INSTRUCCIONES >>
Por favor, prosigue el texto sobre Sarmiento como educador, que aparece más abajo, a partir de su última oración.

TEXTO PARA LEER >>
══════════
Y, sobre todas las cosas, empeñoso. “Por mi madre y por Dominguito, prometo que levantaré la piedra y la subiré hasta la montaña”, emulando a Sísifo, le escribió a Lucio V. Mansilla, principal promotor de su candidatura presidencial. Quiso ser doctor y no pasó de ser un autodidacta, sin formación académica; sin embargo, su tenacidad lo llevó a conseguir un Honoris Causa de la Universidad de Michigan. Quiso ser general y no descansó hasta que, pese a sus escasos méritos militares, sobrevaluados para la ocasión, se le otorgó ese grado.
El mejor Sarmiento
Es, sin dudas, el educador. El fanático de la Educación, más propiamente; el que hizo trizas el molde de instrucción elitista y confesional, vigente desde los tiempos de la colonia. El que militó para que hubiera escuelas donde no las había y para que la enseñanza fuera impartida por igual sin distinción de género —fundó el Colegio de Señoritas en San Juan—, un concepto de avanzada en un tiempo donde la mujer era poco más que un adorno.
Un Quijote que le declaró la guerra al analfabetismo, el que en un país despoblado, sin ciudadanos aún, planteó universalizar la instrucción, hacerla pública y extenderla a los confines de la patria. Elevarla a responsabilidad superior del Estado, alejada tanto del poder político de turno como de las influencias corporativas.
Barruntaba esas ideas desde niño, cuando su tío, José de Oro, le enseñó las primeras letras, que él a su vez enseñó a sus paisanos en la humilde escuelita de San Francisco del Monte, en San Luis; pero fue en 1849, de regreso de un viaje por varios países del Hemisferio Norte donde vio el progreso con sus propios ojos. Sobre todo, en los Estados Unidos de Norteamérica, donde el pedagogo Horace Mann y su esposa Mary le transmitieron sus experiencias. Ese año publicó Educación Popular, una biblia laica en la que sienta los principios que más tarde pondría en práctica. Desierto y atraso eran para él la misma cosa, y la educación el arma letal para derrotarlos. Ese fue el mejor Sarmiento. El que proclamaba que había que “educar al soberano”. El que bregaba para “hacer una escuela de toda la República”.
══════════
Fragmentos de datos de cuadros delimitadores:

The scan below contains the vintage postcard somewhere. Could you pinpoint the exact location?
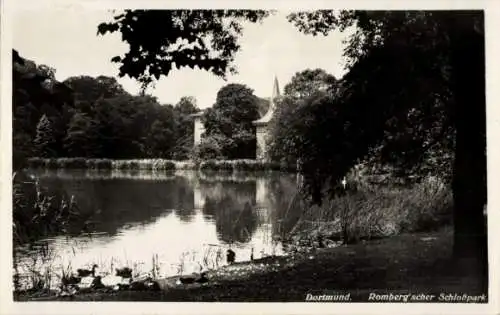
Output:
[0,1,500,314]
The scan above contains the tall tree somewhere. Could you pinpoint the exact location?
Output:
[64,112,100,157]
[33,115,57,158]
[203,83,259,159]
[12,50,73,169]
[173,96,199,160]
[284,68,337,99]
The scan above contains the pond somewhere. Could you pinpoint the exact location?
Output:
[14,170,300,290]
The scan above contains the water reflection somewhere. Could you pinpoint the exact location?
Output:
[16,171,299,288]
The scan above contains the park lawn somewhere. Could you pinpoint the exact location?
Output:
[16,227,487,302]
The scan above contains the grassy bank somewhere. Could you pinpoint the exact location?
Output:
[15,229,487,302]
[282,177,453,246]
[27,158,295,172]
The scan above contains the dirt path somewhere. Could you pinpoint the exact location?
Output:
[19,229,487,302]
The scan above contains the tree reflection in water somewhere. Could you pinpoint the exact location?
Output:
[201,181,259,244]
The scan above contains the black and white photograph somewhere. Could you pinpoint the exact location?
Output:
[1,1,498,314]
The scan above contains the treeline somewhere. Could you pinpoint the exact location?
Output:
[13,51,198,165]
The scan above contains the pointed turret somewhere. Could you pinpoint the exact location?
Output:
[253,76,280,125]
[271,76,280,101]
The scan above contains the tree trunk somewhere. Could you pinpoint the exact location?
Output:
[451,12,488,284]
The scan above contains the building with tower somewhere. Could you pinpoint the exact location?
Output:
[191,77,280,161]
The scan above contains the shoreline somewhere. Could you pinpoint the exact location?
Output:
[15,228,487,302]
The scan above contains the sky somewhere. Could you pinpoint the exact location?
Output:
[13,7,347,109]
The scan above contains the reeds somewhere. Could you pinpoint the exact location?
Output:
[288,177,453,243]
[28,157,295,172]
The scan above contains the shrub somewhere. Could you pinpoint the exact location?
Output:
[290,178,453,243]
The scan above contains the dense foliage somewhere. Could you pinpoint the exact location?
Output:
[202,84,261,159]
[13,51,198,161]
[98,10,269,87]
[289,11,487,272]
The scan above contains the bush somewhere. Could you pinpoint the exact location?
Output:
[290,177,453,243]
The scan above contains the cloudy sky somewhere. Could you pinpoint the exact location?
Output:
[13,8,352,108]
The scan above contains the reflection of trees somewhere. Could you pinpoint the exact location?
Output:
══════════
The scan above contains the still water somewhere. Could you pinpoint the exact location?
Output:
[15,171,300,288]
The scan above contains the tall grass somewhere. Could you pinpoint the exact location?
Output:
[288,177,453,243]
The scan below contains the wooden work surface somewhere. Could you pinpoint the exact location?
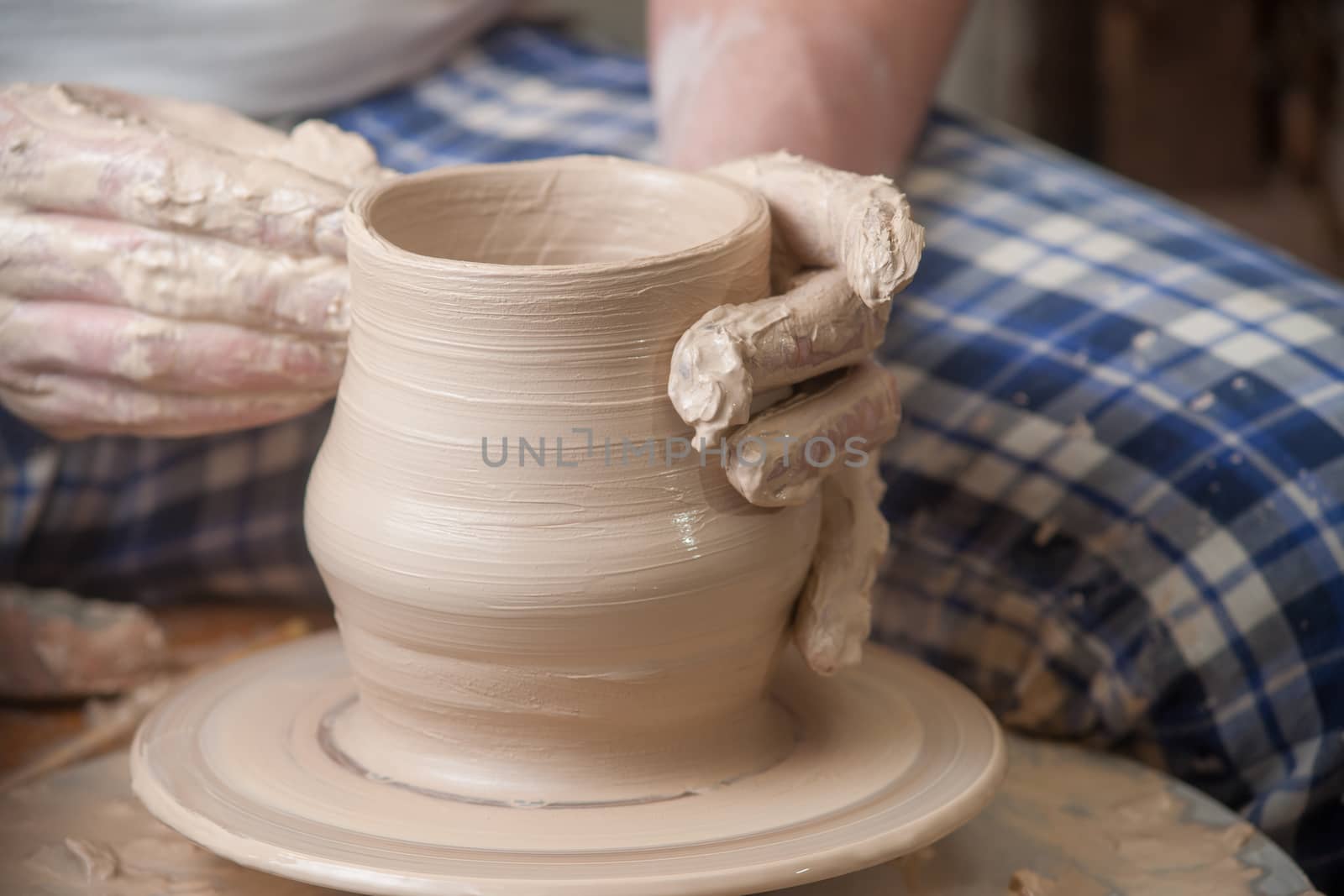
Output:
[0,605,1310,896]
══════════
RESULTADO DE LA TAREA >>
Durante su presidencia, curiosamente, no se llegó a dictar la Ley de Educación Común, que llegó más tarde, en 1884, pero se hicieron muchas otras cosas que iban en la misma dirección. Por ejemplo, la importación de maestras norteamericanas y la creación de la primera Escuela Normal para la formación sistémica de maestros en Paraná, la siembra de bibliotecas populares por doquier para incentivar la lectura, y la puesta en marcha de una serie de institutos de enseñanza e investigación, como el Colegio Militar de la Nación, la Escuela Naval, el Observatorio Astronómico y la Academia Nacional de Ciencias en Córdoba. Sin olvidar la Sociedad Protectora de Animales, el Jardín Zoológico y el Botánico de Buenos Aires. Y la lista continúa.
El peor Sarmiento
Fue, sin dudas, el político. El que, tras la batalla de Caseros, en 1852, donde peleó del lado de los vencedores, dio la espalda a Urquiza para enrolarse en el porteñismo duro, junto a Bartolomé Mitre, Valentín Alsina y demás halcones de la metrópoli convertida en ínsula rebelde. Sólo porque creía ver en el entrerriano un remedo de Rosas, un nuevo tirano en ciernes proclive a replicar tiempos pasados e incapaz de librar al país de caudillos y mandones.
Ese mismo Sarmiento que dio la espalda a Urquiza fue el que, algunos años después, escribió aquella carta fulminante a Mitre, vencedor de Pavón: “No trate de economizar sangre de gauchos; este es un abono que es preciso hacer útil al país”. En esa misma carta, probablemente la más desafortunada de todas, Sarmiento expone su visión extremista del difícil momento que se vivía: “No deje cicatrizar la herida de Pavón. Urquiza debe desaparecer de la escena. Southampton o la horca”.
Metido hasta el cuello en la guerra civil que ardía en las provincias, un par de años más tarde se solazaba de la muerte del “Chacho” Peñaloza, uno de sus enemigos más acérrimos: “Sin cortarle la cabeza a aquel inveterado pícaro y ponerla en expectación, las chusmas no se habrían aquietado en seis meses”. Por lejos, ese fue el peor Sarmiento.
No creyó en el federalismo, pese a provenir del interior profundo. Aborrecía a los caudillos; veía en ellos el símbolo de la barbarie y el atraso, y prefirió ofrendar su talento a la opulenta Buenos Aires, privando al resto de una mente lúcida, adelantada a su tiempo que, puesta al servicio de la causa federal, sin dudas hubiera rendido frutos más extendidos.
Balance
Así era Sarmiento; las medias tintas no iban con él. Símbolo de un tiempo en que, con frecuencia, la razón sucumbía bajo el peso de las pasiones desbordadas de la hora. Sin embargo, el balance de la historia lo dejó bien parado. Al final, pesaron más en el imaginario colectivo los aciertos que los errores o extravíos, aunque no haya alcanzado la unanimidad de opinión como San Martín o Belgrano.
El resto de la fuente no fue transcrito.